Segment Open

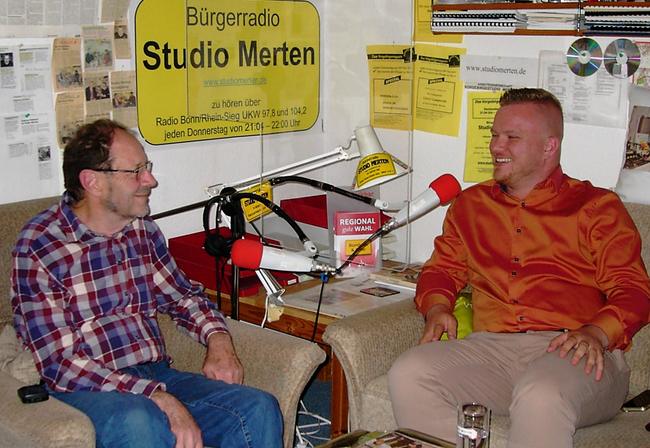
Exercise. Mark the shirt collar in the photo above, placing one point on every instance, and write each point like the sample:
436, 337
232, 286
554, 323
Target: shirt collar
76, 230
552, 183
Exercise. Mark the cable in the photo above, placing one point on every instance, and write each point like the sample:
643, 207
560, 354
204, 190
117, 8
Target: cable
324, 279
321, 186
274, 208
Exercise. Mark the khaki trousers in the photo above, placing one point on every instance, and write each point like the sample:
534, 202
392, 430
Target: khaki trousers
546, 396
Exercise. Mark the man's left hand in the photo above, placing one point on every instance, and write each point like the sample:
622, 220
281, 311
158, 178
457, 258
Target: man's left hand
588, 341
221, 361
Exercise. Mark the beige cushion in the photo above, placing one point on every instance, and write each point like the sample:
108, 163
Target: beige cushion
14, 360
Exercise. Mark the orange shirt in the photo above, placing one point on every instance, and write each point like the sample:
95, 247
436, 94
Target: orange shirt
566, 256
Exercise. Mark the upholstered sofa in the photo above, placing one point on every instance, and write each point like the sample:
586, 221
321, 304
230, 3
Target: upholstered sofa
367, 343
275, 362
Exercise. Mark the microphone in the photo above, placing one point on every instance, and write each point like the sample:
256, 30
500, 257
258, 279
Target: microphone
441, 191
251, 254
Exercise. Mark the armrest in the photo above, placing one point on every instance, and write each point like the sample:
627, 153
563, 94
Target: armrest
367, 344
275, 362
50, 423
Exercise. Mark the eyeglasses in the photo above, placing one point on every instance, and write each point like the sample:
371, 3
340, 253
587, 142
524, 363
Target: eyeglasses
147, 167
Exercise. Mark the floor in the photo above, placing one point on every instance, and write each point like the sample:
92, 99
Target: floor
314, 415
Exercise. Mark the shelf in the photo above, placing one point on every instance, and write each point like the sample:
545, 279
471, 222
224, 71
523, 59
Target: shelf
511, 6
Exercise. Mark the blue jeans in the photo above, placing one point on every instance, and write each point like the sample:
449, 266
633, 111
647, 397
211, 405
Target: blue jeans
229, 415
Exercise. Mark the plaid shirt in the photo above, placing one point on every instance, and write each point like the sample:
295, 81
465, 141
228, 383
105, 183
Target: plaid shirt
86, 304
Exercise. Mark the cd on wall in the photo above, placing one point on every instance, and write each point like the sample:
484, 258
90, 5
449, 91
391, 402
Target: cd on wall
584, 56
622, 58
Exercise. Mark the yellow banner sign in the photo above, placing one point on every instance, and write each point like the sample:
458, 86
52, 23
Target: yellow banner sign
213, 69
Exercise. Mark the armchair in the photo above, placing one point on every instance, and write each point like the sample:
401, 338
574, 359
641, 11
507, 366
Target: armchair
275, 362
367, 344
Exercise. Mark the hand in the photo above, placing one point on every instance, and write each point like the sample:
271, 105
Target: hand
438, 320
221, 361
589, 341
181, 422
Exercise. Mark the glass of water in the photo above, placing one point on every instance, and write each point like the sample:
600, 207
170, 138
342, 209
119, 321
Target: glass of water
473, 426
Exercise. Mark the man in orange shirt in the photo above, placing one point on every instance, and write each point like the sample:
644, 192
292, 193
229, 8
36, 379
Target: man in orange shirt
558, 291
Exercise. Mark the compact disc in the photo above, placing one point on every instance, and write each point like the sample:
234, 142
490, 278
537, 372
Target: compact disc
584, 56
622, 58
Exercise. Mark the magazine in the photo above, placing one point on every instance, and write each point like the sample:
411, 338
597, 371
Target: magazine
401, 438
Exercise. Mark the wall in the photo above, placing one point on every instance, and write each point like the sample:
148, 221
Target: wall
347, 27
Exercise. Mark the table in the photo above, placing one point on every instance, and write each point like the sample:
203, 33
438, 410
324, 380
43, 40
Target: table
300, 323
360, 436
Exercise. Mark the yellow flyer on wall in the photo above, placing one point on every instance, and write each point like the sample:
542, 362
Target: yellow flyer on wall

Segment Closed

**Exercise**
Please retype all of the material exactly, skipping whatever images it holds.

**Answer area**
Exercise. Mark the shirt collar in the photo above, placing one point on every instance, and write each point like the sample:
436, 337
232, 286
554, 323
Target: shirt collar
76, 230
552, 183
Exercise. Mark the cable in the photo above, placing one point on every instance, and write each point like the sample:
643, 207
560, 354
204, 190
117, 8
Target: cable
324, 279
321, 186
274, 208
Exercise. Mark the khaki trousers in the photo above, placing one point on every instance, and write each point like the sample:
534, 202
392, 430
Target: khaki trousers
546, 396
Exercise. Mark the man's left hand in the photo above, placing one point on every instance, and write each point like the sample:
622, 220
281, 311
158, 178
457, 258
Target: man's left hand
588, 341
221, 361
Exercise. Mark the beige cushion in the photo above, placing one point on every instance, and write each point like the sample:
108, 163
Target: beige cushion
14, 360
Exercise. Mark the orange shirt in the photo above, placing one point on every instance, and write each point like the sample:
95, 247
436, 94
Target: orange shirt
566, 256
Exercise. Mark the upholstered sofa in the photo above, placing one point on every instance, and write each point like the sample:
586, 221
321, 304
230, 3
Target: upholstered sofa
367, 343
275, 362
Exercise. Mark the microphone in the photo above, placing one point on every instance, and write each point like the sample:
256, 30
500, 257
258, 279
Target: microphone
441, 191
251, 254
Exercise. Mark the armrest in the photo above, placing one point on every instance, and write each point like the sample:
627, 153
563, 94
Target: armrest
367, 344
275, 362
50, 423
Exercise. Mark the eyeglasses in the photo above, placing one point on every instance, and write each point like the sample:
371, 3
340, 253
587, 142
524, 363
Target: eyeglasses
147, 167
Exercise. Mark the floor in the photo above, placing one point on every instance, and write each point like the sample:
92, 99
Target: floor
314, 415
Exercise. Mark the shelf in the photo above, placing one point on every instance, and write each point like the sample:
545, 279
471, 222
224, 71
523, 59
Target: shelf
511, 6
Exercise. Mark the blue jeans in the photo above, placing one point on every instance, and write each point like the sample:
449, 266
633, 111
647, 397
211, 405
Target: blue jeans
229, 415
Exercise. Mark the plaid shirt in the photo above, placing one point on every instance, and write each point like the sample:
295, 81
465, 141
228, 383
105, 183
Target: plaid shirt
86, 304
Exercise. Mark the cd on wall in the photo above, placing one point on every instance, and write each point like the sample:
484, 258
90, 5
449, 91
391, 402
Target: cd on wall
584, 56
622, 58
Exercise. Mark the yellow banner sign in the photo above, placing one point on every instance, and write each point like the sample:
458, 86
52, 23
Target: yellow banner sign
213, 69
Exercise. Mark the armchair in the photo above, placing one point on every instance, and write each point like the sample:
401, 338
574, 359
641, 11
507, 366
Target: armchair
275, 362
367, 344
Exercise. Mark the hand in the photo above, placing one point on every instance, and write each point like the sample:
271, 105
Target: hand
438, 320
221, 361
589, 341
181, 422
Exercise. Mark the glass of water in the photo above, placing one point on every instance, and write each point like the sample:
600, 207
170, 138
342, 209
119, 321
Target: glass of water
473, 426
Exercise. Mark the man in orange shirt in the photo above, placing one point on every instance, and write each point like the sample:
644, 192
292, 193
229, 8
36, 379
Target: man in orange shirt
558, 291
Exercise. Mark the compact disc in the photo above, placing one point on every instance, and write each point like the sample:
234, 142
490, 278
537, 372
Target: compact disc
584, 56
622, 58
Exercise. Mark the magazine in the photo above, placing one point on every instance, and write each point like the sample:
411, 338
597, 371
Target: magazine
401, 438
Exercise. Mark the wall in the photo above, placing one point on every instance, and write each point like the sample:
148, 221
Target: wall
347, 27
Exercise. Mark the table in the photo above, placing one point on every instance, and write each point like the sample:
203, 33
438, 410
324, 380
43, 40
Target: table
300, 323
360, 436
Exercise. Mark the yellow flyer on wall in the photo above, placing one point on every instance, and write each point like the sample:
542, 362
Target: yellow flyer on wall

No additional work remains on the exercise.